======== SUPPLIED PASSAGE ========

Prognostic Scoring System for Patients Who Present with a Gastric Outlet Obstruction Caused by Advanced Pancreatic Adenocarcinoma
Gastroenterostomy and stent placement are the most common palliative procedures for patients with a gastric outlet obstruction caused by advanced pancreatic adenocarcinoma. Gastroenterostomy is regarded as the optimum treatment for patients in whom a longer survival is expected, while stent placement is preferred for patients whose survival is likely to be relatively short. However, prognosis of such patients has not been fully evaluated.
This study included patients undergoing gastroenterostomy or duodenal stent placement for gastric outlet obstruction caused by advanced pancreatic adenocarcinoma between 2002 and 2015. Prognostic factors found to be significant based on a multivariate analysis were given a prognostic score according to their hazard ratios (HR). The overall survivals stratified according to the total prognostic score were compared.

======== STORED DATA ========

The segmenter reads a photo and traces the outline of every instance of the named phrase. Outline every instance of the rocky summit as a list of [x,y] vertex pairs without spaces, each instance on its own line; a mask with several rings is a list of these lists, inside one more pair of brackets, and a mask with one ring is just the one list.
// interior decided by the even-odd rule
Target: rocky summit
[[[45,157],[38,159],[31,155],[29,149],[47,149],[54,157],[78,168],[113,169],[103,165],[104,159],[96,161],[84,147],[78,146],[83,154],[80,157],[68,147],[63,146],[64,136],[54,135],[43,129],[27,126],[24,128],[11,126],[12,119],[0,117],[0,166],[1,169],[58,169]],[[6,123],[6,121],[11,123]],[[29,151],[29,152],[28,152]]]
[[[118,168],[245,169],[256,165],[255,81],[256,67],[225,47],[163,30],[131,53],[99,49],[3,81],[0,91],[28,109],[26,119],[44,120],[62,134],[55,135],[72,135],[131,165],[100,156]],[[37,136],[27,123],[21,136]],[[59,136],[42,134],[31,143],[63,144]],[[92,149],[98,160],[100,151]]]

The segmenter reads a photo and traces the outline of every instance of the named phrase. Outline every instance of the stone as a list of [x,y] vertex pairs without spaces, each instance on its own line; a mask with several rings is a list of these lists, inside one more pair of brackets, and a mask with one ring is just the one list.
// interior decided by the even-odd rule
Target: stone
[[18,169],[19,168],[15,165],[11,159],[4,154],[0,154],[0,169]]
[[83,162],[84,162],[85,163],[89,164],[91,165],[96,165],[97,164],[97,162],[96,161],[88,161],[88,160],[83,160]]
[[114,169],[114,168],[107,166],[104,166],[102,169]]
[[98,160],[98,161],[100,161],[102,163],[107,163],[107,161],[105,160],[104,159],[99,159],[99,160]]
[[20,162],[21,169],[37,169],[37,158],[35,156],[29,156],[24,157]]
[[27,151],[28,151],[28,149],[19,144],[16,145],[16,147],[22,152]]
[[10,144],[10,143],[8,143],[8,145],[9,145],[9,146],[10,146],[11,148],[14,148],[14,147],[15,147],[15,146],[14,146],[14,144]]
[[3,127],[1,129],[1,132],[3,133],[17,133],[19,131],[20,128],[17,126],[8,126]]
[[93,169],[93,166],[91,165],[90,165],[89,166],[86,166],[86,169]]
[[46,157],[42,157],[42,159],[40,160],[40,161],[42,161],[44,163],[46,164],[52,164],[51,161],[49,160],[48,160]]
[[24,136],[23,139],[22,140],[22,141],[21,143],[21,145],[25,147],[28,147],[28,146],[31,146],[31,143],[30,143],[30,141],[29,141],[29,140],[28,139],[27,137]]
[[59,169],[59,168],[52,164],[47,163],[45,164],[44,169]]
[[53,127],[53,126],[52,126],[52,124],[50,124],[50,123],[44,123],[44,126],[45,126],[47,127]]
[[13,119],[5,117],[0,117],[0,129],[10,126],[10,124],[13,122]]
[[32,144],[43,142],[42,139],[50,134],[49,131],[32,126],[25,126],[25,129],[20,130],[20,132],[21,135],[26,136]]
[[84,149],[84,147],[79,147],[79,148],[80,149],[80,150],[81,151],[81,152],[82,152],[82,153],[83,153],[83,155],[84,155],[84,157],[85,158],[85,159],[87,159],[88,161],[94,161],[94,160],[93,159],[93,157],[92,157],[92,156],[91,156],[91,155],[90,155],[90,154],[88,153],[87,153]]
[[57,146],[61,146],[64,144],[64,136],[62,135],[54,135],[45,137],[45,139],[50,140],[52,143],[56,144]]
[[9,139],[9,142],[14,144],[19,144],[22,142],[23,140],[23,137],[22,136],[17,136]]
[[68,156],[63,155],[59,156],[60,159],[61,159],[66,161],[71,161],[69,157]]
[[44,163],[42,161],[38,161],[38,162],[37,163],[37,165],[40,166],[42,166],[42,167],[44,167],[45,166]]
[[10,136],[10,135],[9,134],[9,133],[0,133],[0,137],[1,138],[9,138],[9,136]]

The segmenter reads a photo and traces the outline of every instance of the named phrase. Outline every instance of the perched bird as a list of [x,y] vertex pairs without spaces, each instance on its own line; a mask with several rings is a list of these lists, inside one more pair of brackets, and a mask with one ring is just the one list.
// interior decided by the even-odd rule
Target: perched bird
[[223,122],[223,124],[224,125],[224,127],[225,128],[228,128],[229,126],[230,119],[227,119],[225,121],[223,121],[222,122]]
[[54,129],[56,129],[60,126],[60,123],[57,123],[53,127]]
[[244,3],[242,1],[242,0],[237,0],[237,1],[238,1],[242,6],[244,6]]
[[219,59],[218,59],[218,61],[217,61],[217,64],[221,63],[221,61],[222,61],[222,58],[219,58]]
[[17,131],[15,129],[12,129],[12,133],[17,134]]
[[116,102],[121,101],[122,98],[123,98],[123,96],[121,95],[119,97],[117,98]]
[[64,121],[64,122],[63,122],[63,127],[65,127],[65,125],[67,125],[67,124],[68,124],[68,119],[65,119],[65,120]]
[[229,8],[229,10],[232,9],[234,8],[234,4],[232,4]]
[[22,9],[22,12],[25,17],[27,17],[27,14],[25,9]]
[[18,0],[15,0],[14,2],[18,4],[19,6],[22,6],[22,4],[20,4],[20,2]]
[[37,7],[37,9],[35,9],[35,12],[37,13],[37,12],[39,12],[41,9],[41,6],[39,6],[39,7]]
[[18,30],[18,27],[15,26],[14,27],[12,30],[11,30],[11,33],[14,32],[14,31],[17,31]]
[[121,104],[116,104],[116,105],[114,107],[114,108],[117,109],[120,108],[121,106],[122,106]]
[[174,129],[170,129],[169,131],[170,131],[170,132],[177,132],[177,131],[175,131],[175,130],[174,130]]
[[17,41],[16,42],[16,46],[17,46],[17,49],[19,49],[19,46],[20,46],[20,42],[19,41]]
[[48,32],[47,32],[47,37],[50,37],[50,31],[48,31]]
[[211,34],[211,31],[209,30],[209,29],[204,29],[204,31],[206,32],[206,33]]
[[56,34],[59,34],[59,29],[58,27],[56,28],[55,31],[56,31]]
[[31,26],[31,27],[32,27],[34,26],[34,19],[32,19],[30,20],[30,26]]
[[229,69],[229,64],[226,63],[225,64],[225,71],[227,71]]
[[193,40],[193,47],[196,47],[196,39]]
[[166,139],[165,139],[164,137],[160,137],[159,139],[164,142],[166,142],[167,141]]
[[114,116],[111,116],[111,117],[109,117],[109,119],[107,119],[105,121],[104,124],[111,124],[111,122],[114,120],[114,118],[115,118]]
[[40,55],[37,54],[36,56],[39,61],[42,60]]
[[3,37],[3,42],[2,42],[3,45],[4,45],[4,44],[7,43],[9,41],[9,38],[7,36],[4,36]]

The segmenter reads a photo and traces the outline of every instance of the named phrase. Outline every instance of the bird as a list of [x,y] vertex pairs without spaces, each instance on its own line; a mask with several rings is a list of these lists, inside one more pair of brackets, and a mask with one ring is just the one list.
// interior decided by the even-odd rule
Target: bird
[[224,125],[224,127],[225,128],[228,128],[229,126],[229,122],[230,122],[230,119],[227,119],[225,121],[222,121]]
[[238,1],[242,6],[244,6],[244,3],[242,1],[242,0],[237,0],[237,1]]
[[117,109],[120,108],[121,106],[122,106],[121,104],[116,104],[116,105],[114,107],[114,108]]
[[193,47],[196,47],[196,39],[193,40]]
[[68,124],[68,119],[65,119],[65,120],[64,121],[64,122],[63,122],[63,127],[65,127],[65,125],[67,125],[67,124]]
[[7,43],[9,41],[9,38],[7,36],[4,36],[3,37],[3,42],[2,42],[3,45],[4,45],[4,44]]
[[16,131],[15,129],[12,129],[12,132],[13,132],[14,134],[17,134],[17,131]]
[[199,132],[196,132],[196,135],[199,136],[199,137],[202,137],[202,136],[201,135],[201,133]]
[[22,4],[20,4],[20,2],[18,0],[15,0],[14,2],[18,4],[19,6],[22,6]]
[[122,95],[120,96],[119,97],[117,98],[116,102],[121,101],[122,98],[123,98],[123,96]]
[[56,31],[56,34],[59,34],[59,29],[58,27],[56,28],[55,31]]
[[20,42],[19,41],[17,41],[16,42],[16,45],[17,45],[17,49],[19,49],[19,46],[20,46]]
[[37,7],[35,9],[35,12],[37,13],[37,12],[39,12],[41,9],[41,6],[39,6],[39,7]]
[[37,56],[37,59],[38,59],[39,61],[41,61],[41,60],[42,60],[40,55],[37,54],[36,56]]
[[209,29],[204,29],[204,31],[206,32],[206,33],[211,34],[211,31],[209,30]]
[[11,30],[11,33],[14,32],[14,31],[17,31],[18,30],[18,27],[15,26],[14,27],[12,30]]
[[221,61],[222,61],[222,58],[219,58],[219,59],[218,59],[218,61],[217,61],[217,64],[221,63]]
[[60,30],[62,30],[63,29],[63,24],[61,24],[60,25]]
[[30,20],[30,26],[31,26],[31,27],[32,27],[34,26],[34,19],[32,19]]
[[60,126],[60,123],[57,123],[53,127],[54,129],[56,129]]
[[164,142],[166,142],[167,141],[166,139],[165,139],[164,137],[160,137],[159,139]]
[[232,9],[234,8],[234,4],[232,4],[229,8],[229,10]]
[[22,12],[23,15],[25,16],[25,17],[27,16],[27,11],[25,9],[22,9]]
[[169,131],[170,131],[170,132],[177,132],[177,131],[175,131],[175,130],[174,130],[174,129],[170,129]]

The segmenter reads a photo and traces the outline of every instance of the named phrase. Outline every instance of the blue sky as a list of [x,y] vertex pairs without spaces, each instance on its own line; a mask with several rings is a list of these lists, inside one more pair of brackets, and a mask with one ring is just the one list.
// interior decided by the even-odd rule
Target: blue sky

========

** WHAT YOU ARE ASKED TO DO **
Return the abstract on prognostic scoring for gastric outlet obstruction in full, word for word. Work only from the abstract on pancreatic cancer and gastric outlet obstruction.

** RESULT FOR THIS TASK **
Prognostic Scoring System for Patients Who Present with a Gastric Outlet Obstruction Caused by Advanced Pancreatic Adenocarcinoma
Gastroenterostomy and stent placement are the most common palliative procedures for patients with a gastric outlet obstruction caused by advanced pancreatic adenocarcinoma. Gastroenterostomy is regarded as the optimum treatment for patients in whom a longer survival is expected, while stent placement is preferred for patients whose survival is likely to be relatively short. However, prognosis of such patients has not been fully evaluated.
This study included patients undergoing gastroenterostomy or duodenal stent placement for gastric outlet obstruction caused by advanced pancreatic adenocarcinoma between 2002 and 2015. Prognostic factors found to be significant based on a multivariate analysis were given a prognostic score according to their hazard ratios (HR). The overall survivals stratified according to the total prognostic score were compared.